INPUT ROWS:
● ● ● ● ●

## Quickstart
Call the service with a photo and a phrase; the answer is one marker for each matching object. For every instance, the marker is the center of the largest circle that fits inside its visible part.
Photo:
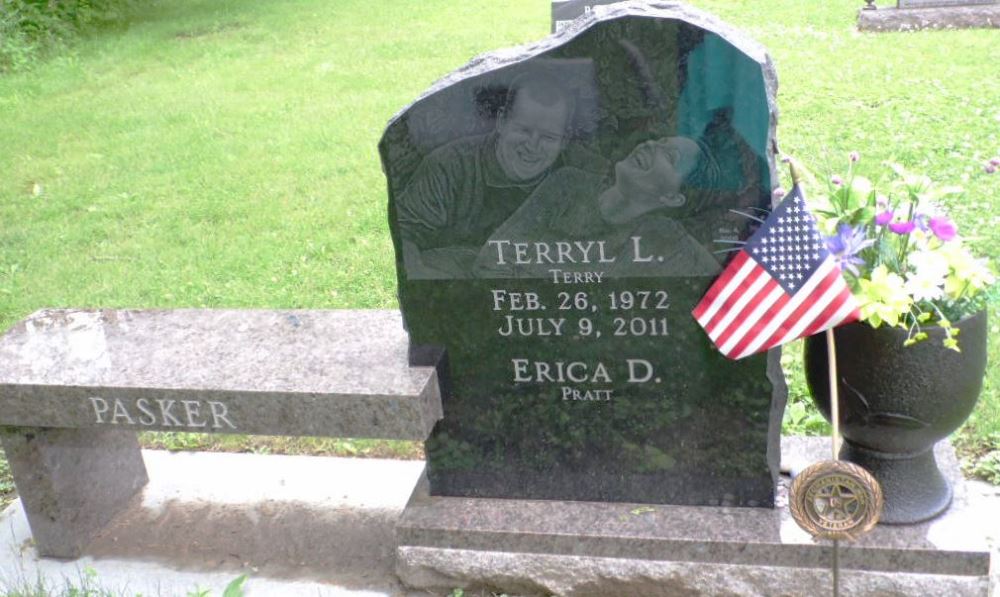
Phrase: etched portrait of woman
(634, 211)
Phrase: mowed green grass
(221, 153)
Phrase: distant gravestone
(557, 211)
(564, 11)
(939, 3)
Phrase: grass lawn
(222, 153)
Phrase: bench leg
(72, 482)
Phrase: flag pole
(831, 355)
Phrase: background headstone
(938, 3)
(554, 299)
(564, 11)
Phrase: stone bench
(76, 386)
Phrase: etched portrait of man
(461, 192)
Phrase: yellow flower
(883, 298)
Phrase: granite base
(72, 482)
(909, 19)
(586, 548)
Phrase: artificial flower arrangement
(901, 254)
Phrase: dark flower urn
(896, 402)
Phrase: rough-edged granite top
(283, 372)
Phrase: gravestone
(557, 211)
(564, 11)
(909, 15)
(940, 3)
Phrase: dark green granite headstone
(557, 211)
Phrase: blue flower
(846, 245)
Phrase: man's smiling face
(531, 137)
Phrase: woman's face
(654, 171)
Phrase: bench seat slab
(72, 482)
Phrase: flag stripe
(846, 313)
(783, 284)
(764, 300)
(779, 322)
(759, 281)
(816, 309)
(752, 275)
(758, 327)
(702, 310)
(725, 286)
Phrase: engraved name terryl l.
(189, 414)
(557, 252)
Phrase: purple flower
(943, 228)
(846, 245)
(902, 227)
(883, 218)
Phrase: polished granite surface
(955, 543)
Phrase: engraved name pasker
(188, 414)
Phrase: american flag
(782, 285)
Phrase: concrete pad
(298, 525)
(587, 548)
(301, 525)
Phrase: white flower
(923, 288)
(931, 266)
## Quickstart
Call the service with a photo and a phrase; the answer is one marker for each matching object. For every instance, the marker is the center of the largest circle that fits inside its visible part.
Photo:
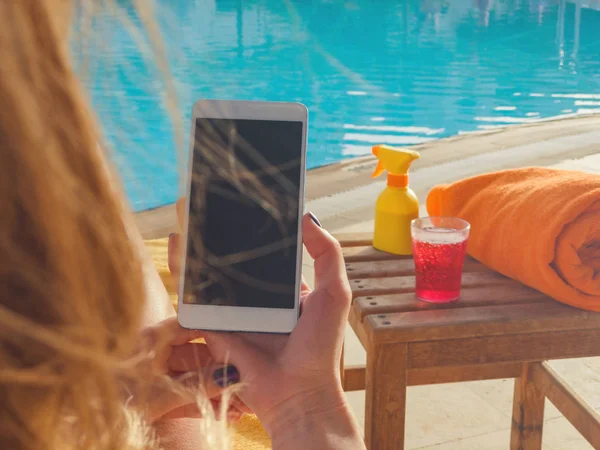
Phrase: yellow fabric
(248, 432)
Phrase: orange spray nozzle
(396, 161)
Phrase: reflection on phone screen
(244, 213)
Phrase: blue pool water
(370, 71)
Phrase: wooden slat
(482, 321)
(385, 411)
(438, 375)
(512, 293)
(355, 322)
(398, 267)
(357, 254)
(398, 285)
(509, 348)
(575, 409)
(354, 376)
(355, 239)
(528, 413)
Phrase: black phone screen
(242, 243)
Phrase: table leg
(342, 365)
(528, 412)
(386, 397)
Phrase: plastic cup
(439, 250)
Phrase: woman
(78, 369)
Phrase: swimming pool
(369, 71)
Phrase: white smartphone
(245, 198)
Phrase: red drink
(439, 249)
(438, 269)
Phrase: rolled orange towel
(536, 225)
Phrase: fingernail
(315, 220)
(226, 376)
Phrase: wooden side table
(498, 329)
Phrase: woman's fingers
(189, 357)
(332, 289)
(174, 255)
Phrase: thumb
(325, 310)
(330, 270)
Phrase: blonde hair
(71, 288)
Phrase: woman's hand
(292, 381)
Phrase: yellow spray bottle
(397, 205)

● ● ● ● ●

INSTRUCTION: Reproduce all of the material above with each occurrence of "Quickstart" replaced by "Getting Started" and everything else left as it stands. Omit the pictures from your reproduction.

ANSWER IN FULL:
## Getting Started
Call the service with a photo and a phrase; the answer is one marker for each matching object. For every instance, the marker is the center of the largest circle that fits inside its visible part.
Photo:
Phrase: etched portrait of woman
(634, 211)
Phrase: mowed green grass
(221, 153)
Phrase: distant gravestone
(557, 211)
(564, 11)
(939, 3)
Phrase: grass lawn
(222, 153)
Phrase: bench leg
(72, 482)
Phrase: flag pole
(831, 355)
Phrase: background headstone
(938, 3)
(554, 299)
(564, 11)
Phrase: stone bench
(76, 386)
Phrase: etched portrait of man
(461, 192)
Phrase: yellow flower
(883, 298)
Phrase: granite base
(72, 482)
(909, 19)
(586, 548)
Phrase: artificial flower arrangement
(901, 254)
Phrase: dark flower urn
(896, 402)
Phrase: rough-edged granite top
(283, 372)
Phrase: gravestone
(557, 211)
(564, 11)
(909, 15)
(940, 3)
Phrase: dark green granite headstone
(557, 211)
Phrase: blue flower
(846, 245)
Phrase: man's smiling face
(531, 137)
Phrase: woman's face
(654, 171)
Phrase: bench seat slab
(72, 482)
Phrase: flag stripe
(846, 313)
(783, 284)
(764, 300)
(779, 322)
(759, 281)
(816, 309)
(752, 275)
(758, 327)
(702, 310)
(725, 286)
Phrase: engraved name terryl l.
(189, 414)
(557, 252)
Phrase: purple flower
(943, 228)
(846, 245)
(902, 227)
(883, 218)
Phrase: polished granite surface
(955, 543)
Phrase: engraved name pasker
(188, 414)
Phrase: american flag
(782, 285)
Phrase: concrete pad
(298, 525)
(587, 548)
(301, 525)
Phrase: white flower
(923, 288)
(931, 266)
## Getting Started
Call the service with a photo and a phrase; the answer is one marker for each matching object. For every instance, the marker is the center of the largest circle that fits inside its visible part.
Photo:
Phrase: yellow fabric
(248, 432)
Phrase: orange spray nozzle
(396, 161)
Phrase: reflection on phone screen
(244, 213)
Phrase: blue pool water
(370, 71)
Phrase: wooden slat
(482, 321)
(385, 411)
(438, 375)
(512, 293)
(355, 322)
(398, 267)
(357, 254)
(398, 285)
(509, 348)
(575, 409)
(354, 376)
(355, 239)
(528, 413)
Phrase: black phone screen
(242, 243)
Phrase: table leg
(342, 365)
(528, 412)
(386, 397)
Phrase: plastic cup
(439, 250)
Phrase: woman
(78, 369)
Phrase: swimming pool
(369, 71)
Phrase: white smartphone
(245, 198)
Phrase: red drink
(439, 249)
(438, 269)
Phrase: rolled orange towel
(536, 225)
Phrase: fingernail
(315, 220)
(226, 376)
Phrase: wooden side table
(498, 329)
Phrase: woman's fingers
(189, 357)
(332, 289)
(174, 255)
Phrase: thumb
(325, 310)
(330, 270)
Phrase: blonde hair
(71, 288)
Phrase: woman's hand
(292, 381)
Phrase: yellow spray bottle
(397, 205)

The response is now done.